**WORK ORDER:**
Every entry, exactly as given, must be retyped.
⁂
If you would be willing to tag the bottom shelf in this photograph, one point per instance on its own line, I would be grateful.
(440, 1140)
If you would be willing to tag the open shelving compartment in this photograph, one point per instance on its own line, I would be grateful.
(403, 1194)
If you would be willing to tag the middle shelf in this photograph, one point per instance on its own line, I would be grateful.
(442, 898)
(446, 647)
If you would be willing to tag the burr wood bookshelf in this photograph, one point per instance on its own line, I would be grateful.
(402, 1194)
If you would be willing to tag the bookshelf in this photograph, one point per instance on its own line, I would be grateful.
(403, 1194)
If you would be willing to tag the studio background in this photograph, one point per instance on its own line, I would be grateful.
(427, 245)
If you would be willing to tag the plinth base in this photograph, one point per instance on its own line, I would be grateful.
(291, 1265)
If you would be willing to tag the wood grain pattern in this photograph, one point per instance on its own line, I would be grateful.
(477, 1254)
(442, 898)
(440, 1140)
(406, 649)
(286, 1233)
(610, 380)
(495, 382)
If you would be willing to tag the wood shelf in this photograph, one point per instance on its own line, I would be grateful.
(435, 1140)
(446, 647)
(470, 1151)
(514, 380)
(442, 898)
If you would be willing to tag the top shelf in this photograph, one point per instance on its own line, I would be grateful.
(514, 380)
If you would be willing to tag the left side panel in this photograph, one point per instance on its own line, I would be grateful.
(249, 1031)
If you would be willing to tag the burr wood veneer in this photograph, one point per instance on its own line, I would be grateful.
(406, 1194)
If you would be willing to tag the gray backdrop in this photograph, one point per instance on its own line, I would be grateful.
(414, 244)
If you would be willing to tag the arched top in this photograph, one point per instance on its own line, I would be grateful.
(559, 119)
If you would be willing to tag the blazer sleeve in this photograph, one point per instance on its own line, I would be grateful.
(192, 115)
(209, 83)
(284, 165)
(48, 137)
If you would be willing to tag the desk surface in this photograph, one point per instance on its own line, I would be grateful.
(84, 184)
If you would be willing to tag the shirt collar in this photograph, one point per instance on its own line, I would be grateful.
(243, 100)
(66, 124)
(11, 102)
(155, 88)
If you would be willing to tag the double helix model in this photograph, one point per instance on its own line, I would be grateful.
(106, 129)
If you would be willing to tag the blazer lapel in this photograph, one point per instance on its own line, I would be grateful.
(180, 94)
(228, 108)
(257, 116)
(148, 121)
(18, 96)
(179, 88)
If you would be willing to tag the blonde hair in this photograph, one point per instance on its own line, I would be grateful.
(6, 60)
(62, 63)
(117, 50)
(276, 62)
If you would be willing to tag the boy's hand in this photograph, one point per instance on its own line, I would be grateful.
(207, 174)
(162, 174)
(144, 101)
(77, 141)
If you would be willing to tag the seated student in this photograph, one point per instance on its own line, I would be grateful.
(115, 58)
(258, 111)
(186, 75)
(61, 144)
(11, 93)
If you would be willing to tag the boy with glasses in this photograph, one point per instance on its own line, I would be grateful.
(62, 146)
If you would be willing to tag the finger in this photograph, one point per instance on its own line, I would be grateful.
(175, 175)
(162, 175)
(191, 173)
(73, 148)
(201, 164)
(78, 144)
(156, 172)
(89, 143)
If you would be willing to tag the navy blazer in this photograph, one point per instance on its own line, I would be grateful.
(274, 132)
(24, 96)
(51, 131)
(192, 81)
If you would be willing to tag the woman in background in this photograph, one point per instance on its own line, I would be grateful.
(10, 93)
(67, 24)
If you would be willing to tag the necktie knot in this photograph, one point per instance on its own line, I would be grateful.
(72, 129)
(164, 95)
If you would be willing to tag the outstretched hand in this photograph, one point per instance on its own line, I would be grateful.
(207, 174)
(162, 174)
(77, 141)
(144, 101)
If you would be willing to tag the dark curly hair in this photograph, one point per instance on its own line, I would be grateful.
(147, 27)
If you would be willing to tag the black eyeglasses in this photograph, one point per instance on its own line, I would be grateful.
⁂
**EXERCISE OUTPUT:**
If you would be willing to tag the bottom shelf in this photograph, one point per instance on its own line, I would be grateful.
(440, 1140)
If you would be willing to tag the open shelving compartment in this photograph, one point per instance on its own line, I would be grateful.
(403, 1194)
If you would be willing to tag the middle shelf in this photograph, one point per instance on its own line, I would be grateful.
(442, 898)
(446, 647)
If you would be willing to tag the burr wood bookshelf in this photograph, one point per instance on its own line, I would be grateful.
(402, 1194)
If you would be willing to tag the bookshelf in this photograph, one point per instance on its own line, I would be grateful.
(403, 1194)
If you would be willing to tag the studio background in this photograph, one point per instance on its own line, I would be grateful.
(427, 245)
If you would be willing to tag the plinth base in this photograph, one point per instance on its own line, I would be grateful.
(291, 1265)
If you would be willing to tag the wood grain pattern in this photograph, one point per instance on its own line, I would be grateful.
(477, 1254)
(442, 898)
(440, 1140)
(406, 649)
(286, 1233)
(610, 380)
(495, 382)
If you would be willing to tag the wood shelf in this photograph, one point per instance on its own line, I would be grateful.
(435, 1140)
(446, 647)
(470, 1151)
(514, 380)
(442, 898)
If you would be willing to tag the top shelf in this photograph, one point per instance on its own line, I would be grateful.
(514, 380)
If you would be willing to tag the left side panel in this photograph, one point per instance on its own line, I would be grateful.
(249, 1031)
If you would be willing to tag the burr wood veneer in this photograph, one point per instance on its own line, I would be grateful.
(406, 1194)
If you would be willing to tag the gray backdrop in this photograph, one point per instance on its own line, I would be grateful.
(414, 244)
If you would be willing to tag the arched top in this photograph, one point per instance on its own line, I would be grateful.
(559, 119)
If you would be willing to tag the blazer sleeve in this photograph, one point per instance on its own line, I would be grateful.
(192, 115)
(209, 83)
(284, 165)
(48, 137)
If you would be willing to tag the desk surface in this photograph, one point per instance on its own line, I would be grateful.
(84, 184)
If you would be willing to tag the shirt collar in this photograph, one point per instance on its own line, I would be grateful.
(243, 100)
(66, 124)
(11, 102)
(155, 88)
If you would be willing to tag the double helix model in this photograph, one point per instance on its own line, I would be grateful.
(106, 129)
If you would be willing to tag the blazer lapel in this photograph, one point per instance on its own line, I would be grateful.
(180, 94)
(228, 108)
(257, 116)
(148, 121)
(18, 96)
(179, 88)
If you would be willing to tag the blonde hair in this photograph, one point per instance on its own line, I would be grateful.
(6, 60)
(62, 63)
(117, 50)
(276, 62)
If you would be willing to tag the boy's hand in this photograph, one point per instance on its own line, I would be grateful.
(207, 174)
(162, 174)
(144, 101)
(77, 141)
If you would be willing to tag the seated student in this photograph, one point per instance on its own line, I would be grateful.
(115, 58)
(258, 111)
(186, 75)
(61, 144)
(11, 93)
If you would be willing to tag the boy with glasses in this photograph, one point per instance on its own line, I would be grateful.
(62, 146)
If you would be willing to tag the finger in this photograph, one point per instance on its own line, I would be grateful.
(175, 175)
(162, 175)
(191, 173)
(73, 148)
(201, 164)
(78, 144)
(156, 172)
(89, 143)
If you would be willing to tag the navy blazer in this photograph, one point per instance on its own line, I would be grateful.
(274, 132)
(24, 96)
(51, 131)
(192, 81)
If you would be willing to tag the woman in background in this photograph, one point per instance on its own line, I would be grateful.
(10, 93)
(67, 24)
If you would be willing to tag the necktie knot in this photograph, one point per instance on its own line, I would be grateful.
(72, 129)
(164, 95)
If you would be willing to tag the outstretched hand in this photograph, one point per instance on its own line, I would be grateful.
(207, 174)
(162, 174)
(77, 141)
(144, 101)
If you would be willing to tag the dark curly hair in this photograph, one point per instance on its own line, I would be grateful.
(147, 27)
If you would be willing to tag the black eyeglasses in this photograph, one point per instance on its own line, I would be grateful.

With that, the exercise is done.